[Passage provided]
When I registered for this blog a few months ago I never imagined that we would be in the place we are now!
I used to write a diary every day but since becoming a working mum it has become harder and harder to do. I wanted to embrace technology and write this blog to record Ethan’s memories. A place where I could share all of our adventures with our family and friends, something that we could look back on when he is older and perhaps a place where his future best man could get embarrassing images from for his wedding day speech!
But our world was put into a spin just after Ethan’s two-year check up when the penny finally dropped that Ethan is possibly showing signs of autism.
I say possibly because he is yet to be diagnosed and our life has turned into one hospital appointment after another. Part of me is also wishing this is not to be the case and to say I am not out of the woods with my emotions would be the understatement of the year!
So I put off writing the blog whilst I searched the internet reading other people’s blogs and experiences. Then I thought why not share our story, it may help others, it may even help us, so here I am stating the blog!
In this first entry I want to share this letter that was given to me from a very special friend from across the pond. I’m going to get this letter printed out and framed so that I can look at it when I need strength and over the past few months it has lifted my spirits many times.
WELCOME TO HOLLAND
Emily Perl Kingsley.
I am often asked to describe the experience of raising a child with a disability – to try to help people who have not shared that unique experience to understand it, to imagine how it would feel. It’s like this……
When you’re going to have a baby, it’s like planning a fabulous vacation trip – to Italy. You buy a bunch of guide books and make your wonderful plans. The Coliseum. The Michelangelo David. The gondolas in Venice. You may learn some handy phrases in Italian. It’s all very exciting.
After months of eager anticipation, the day finally arrives. You pack your bags and off you go. Several hours later, the plane lands. The stewardess comes in and says, “Welcome to Holland.”
“Holland?!?” you say. “What do you mean Holland?? I signed up for Italy! I’m supposed to be in Italy. All my life I’ve dreamed of going to Italy.”
But there’s been a change in the flight plan. They’ve landed in Holland and there you must stay.
The important thing is that they haven’t taken you to a horrible, disgusting, filthy place, full of pestilence, famine and disease. It’s just a different place.
So you must go out and buy new guide books. And you must learn a whole new language. And you will meet a whole new group of people you would never have met.
It’s just a different place. It’s slower-paced than Italy, less flashy than Italy. But after you’ve been there for a while and you catch your breath, you look around…. and you begin to notice that Holland has windmills….and Holland has tulips. Holland even has Rembrandt’s.
But everyone you know is busy coming and going from Italy… and they’re all bragging about what a wonderful time they had there. And for the rest of your life, you will say “Yes, that’s where I was supposed to go. That’s what I had planned.”
And the pain of that will never, ever, ever, ever go away… because the loss of that dream is a very very significant loss.
But… if you spend your life mourning the fact that you didn’t get to Italy, you may never be free to enjoy the very special, the very lovely things … about Holland.

(Stored data)
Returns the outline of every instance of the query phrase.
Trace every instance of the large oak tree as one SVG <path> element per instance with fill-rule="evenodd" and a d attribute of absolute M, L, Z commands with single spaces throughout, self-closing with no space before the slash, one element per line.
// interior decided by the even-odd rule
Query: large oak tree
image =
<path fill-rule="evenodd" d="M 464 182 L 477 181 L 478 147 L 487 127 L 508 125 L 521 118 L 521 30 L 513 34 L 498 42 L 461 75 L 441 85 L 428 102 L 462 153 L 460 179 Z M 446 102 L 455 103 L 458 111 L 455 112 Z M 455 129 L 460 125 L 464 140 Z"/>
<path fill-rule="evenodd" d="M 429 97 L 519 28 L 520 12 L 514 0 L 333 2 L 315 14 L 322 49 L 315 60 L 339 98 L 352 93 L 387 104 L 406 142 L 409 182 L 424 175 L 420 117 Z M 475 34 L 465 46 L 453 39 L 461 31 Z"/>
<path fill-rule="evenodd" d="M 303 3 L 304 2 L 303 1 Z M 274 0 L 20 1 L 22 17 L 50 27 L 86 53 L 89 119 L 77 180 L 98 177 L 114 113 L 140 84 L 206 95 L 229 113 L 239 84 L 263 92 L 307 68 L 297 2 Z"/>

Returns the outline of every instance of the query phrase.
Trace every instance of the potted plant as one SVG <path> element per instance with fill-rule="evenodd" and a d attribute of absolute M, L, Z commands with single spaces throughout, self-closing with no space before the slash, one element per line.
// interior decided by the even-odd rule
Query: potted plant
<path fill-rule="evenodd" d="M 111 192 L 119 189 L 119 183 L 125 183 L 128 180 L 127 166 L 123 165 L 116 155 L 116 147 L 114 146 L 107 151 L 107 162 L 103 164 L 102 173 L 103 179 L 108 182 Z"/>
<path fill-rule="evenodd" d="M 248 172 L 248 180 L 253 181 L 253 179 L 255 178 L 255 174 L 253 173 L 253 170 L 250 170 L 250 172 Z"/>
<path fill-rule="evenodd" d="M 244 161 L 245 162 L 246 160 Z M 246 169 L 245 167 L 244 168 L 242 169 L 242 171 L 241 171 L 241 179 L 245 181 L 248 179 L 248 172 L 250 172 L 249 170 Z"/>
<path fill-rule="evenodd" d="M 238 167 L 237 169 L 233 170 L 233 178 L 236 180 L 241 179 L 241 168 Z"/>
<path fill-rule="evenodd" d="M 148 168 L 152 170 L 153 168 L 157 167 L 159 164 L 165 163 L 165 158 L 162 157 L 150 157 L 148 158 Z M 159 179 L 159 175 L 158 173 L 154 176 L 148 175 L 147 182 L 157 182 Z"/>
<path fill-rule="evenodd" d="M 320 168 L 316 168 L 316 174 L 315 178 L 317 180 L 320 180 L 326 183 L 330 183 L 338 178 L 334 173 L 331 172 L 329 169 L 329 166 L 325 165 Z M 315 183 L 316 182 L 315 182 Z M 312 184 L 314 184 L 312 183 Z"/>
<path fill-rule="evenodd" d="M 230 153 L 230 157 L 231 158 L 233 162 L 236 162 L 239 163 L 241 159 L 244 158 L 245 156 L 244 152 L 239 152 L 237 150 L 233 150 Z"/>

[Assignment]
Could you repeat the blog post word for word from "After months of" to "never have met."?

[Your response]
After months of eager anticipation, the day finally arrives. You pack your bags and off you go. Several hours later, the plane lands. The stewardess comes in and says, “Welcome to Holland.”
“Holland?!?” you say. “What do you mean Holland?? I signed up for Italy! I’m supposed to be in Italy. All my life I’ve dreamed of going to Italy.”
But there’s been a change in the flight plan. They’ve landed in Holland and there you must stay.
The important thing is that they haven’t taken you to a horrible, disgusting, filthy place, full of pestilence, famine and disease. It’s just a different place.
So you must go out and buy new guide books. And you must learn a whole new language. And you will meet a whole new group of people you would never have met.